# Dataset rows start
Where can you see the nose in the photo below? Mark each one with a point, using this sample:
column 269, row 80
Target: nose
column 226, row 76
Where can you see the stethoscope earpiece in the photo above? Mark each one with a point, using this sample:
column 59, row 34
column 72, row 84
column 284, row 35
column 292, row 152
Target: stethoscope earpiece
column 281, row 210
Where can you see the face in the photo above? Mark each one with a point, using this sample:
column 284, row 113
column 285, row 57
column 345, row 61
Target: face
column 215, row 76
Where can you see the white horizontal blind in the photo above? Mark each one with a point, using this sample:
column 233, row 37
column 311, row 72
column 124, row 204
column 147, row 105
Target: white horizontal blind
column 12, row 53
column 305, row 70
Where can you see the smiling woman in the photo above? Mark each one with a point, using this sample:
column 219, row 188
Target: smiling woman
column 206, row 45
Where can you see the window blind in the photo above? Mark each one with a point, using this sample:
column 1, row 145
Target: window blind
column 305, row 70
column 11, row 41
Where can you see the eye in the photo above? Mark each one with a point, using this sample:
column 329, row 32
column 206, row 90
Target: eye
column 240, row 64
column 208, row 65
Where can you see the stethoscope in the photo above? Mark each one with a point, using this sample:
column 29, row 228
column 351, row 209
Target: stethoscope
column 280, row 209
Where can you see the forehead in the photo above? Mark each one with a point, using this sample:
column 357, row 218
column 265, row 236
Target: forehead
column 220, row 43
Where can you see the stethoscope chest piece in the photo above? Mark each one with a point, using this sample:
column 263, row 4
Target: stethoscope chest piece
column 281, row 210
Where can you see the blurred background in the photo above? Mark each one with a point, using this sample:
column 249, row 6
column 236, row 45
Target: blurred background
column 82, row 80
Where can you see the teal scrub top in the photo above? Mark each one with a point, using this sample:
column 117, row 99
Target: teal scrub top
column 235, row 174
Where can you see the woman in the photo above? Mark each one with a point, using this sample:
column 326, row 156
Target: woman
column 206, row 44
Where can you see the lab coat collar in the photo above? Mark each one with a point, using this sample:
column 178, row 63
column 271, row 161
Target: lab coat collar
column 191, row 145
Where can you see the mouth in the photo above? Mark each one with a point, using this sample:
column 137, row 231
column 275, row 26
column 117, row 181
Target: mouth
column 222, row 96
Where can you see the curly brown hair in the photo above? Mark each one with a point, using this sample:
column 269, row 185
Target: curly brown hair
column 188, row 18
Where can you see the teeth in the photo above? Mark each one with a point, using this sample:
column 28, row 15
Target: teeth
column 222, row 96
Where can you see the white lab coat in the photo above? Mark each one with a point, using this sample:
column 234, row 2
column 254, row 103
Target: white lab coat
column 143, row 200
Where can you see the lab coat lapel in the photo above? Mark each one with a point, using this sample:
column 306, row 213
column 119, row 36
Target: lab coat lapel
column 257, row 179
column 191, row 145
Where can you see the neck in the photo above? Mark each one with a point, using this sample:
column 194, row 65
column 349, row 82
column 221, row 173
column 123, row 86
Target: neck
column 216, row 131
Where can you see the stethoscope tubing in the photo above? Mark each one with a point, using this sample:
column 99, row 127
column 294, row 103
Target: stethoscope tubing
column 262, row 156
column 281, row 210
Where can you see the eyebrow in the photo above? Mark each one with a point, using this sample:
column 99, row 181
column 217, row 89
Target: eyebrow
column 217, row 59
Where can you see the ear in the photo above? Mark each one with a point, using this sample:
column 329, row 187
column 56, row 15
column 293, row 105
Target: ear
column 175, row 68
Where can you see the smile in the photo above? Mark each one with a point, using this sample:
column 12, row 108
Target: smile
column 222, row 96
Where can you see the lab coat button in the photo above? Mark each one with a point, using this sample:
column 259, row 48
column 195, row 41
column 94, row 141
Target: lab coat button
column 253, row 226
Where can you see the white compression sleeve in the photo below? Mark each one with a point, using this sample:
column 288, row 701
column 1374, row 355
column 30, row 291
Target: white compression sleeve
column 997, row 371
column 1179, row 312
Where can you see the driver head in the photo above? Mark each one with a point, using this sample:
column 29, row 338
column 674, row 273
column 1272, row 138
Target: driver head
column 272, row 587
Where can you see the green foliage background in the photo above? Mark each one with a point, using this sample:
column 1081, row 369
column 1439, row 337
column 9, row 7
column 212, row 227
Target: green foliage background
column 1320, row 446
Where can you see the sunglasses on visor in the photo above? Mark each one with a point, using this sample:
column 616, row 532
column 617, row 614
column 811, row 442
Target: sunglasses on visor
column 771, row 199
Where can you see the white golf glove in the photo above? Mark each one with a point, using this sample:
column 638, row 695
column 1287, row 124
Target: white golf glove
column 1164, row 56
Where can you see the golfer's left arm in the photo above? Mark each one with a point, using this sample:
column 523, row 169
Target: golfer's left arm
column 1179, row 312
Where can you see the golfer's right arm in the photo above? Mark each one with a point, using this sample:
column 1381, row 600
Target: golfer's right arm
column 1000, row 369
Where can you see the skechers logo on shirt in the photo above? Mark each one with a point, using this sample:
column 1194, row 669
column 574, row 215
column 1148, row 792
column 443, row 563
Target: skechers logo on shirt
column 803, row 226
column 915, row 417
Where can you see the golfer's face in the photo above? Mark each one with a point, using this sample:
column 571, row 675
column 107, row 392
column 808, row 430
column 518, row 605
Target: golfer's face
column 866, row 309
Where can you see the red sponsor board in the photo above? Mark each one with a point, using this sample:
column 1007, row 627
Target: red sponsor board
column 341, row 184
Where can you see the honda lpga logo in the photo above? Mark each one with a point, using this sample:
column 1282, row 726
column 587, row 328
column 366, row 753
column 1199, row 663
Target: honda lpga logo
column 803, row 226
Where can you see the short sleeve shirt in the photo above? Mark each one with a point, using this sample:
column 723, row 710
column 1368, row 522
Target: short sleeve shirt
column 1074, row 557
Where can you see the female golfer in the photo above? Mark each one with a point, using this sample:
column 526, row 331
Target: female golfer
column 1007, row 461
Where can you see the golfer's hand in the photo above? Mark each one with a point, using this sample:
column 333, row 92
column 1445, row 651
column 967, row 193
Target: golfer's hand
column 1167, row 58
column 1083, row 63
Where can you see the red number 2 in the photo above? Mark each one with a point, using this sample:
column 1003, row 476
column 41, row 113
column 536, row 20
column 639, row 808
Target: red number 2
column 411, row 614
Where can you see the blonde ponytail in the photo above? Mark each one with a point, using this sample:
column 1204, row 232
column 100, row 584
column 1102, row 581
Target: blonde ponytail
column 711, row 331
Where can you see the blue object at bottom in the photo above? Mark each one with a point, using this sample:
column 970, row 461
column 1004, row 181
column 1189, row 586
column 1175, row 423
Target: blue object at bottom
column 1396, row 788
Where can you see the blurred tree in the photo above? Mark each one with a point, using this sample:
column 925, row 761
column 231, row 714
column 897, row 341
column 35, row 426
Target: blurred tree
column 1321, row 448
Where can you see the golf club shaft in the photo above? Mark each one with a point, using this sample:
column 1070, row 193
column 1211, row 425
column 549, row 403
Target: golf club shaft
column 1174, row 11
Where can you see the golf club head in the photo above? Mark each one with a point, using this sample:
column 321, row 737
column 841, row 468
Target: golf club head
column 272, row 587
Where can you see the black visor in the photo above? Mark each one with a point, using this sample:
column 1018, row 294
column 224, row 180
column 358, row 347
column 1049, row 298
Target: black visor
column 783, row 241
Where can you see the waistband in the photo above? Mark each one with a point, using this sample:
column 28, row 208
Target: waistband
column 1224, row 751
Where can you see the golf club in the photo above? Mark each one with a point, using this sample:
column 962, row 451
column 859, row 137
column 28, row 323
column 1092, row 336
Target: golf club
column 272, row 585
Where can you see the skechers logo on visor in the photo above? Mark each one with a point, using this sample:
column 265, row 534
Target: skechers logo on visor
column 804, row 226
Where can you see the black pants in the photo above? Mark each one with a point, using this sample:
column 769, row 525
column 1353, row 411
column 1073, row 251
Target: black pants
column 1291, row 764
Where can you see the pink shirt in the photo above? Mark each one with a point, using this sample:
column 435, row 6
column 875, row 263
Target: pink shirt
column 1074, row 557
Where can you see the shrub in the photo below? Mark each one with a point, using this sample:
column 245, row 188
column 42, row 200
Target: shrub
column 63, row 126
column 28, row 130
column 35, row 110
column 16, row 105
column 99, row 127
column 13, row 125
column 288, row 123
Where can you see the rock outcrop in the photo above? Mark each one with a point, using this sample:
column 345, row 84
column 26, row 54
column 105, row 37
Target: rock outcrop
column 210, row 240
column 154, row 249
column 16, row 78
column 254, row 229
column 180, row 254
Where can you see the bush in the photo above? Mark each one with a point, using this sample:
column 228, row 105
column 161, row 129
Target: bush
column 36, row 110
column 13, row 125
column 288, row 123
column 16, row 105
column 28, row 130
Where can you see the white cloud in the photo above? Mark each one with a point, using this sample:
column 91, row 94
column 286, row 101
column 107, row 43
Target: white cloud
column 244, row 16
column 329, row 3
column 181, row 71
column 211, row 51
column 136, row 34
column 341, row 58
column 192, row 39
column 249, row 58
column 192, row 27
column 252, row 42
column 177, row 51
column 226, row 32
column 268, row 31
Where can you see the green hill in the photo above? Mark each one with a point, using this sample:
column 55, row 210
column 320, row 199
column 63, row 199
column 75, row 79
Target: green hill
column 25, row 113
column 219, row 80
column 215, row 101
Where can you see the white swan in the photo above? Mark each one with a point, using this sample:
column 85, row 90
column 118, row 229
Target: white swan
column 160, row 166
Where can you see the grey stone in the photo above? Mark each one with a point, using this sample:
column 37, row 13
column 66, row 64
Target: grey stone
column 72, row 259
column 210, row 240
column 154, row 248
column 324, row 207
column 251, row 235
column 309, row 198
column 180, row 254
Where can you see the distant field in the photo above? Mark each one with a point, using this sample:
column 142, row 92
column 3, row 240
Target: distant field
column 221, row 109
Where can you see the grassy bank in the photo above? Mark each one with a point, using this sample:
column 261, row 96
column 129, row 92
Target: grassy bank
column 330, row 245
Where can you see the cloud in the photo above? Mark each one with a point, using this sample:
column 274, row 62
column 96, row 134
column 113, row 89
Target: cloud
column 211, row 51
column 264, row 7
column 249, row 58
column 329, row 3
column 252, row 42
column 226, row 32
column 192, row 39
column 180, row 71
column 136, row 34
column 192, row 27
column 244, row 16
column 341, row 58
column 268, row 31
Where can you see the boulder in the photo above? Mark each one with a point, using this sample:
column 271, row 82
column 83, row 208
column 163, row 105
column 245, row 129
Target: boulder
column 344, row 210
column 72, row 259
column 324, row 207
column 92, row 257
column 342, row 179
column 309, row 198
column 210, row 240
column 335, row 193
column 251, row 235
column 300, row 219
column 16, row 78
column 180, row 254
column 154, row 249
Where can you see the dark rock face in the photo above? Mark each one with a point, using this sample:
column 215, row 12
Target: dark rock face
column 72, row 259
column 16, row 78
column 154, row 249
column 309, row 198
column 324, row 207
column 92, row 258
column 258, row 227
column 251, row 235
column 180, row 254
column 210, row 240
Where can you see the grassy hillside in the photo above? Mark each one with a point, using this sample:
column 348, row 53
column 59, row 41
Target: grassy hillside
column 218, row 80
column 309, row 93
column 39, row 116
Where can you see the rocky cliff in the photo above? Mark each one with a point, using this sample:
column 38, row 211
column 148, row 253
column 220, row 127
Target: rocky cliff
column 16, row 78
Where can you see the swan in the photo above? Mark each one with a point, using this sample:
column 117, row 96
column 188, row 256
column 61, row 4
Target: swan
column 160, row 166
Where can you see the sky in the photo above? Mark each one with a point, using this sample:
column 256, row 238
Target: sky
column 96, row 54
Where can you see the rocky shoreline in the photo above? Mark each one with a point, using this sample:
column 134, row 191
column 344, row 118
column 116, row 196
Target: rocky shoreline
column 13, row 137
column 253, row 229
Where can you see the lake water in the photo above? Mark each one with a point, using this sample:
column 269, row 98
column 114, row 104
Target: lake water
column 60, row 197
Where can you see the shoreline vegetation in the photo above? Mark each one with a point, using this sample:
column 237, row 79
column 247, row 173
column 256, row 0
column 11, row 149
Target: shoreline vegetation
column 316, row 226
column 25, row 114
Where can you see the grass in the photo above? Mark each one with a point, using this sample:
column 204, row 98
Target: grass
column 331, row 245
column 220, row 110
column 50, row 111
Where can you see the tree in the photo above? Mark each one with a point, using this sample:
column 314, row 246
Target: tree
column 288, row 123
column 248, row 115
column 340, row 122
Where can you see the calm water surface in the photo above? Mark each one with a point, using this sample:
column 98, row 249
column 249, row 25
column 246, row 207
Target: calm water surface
# Dataset rows end
- Brief
Return the lines beginning at the one that contains "Where can you see the shoreline" and continuing through the last line of the data, exactly as they stand and without any others.

- Response below
Where can you see the shoreline vegetation in the photo above? Mark each one with a point, using this sample:
column 237, row 79
column 247, row 173
column 256, row 0
column 11, row 149
Target: shoreline vegetation
column 316, row 226
column 25, row 114
Where can you see the grass in the photo above? Mark each one with a point, using this sample:
column 204, row 98
Target: grass
column 331, row 245
column 220, row 110
column 50, row 111
Where can you see the tree in the photo above? Mark each one with a point, using this sample:
column 314, row 246
Target: tree
column 288, row 123
column 248, row 115
column 340, row 122
Where can you see the calm water surface in the photo above? Mark each one with a point, using this sample:
column 98, row 249
column 249, row 25
column 246, row 207
Target: calm water surface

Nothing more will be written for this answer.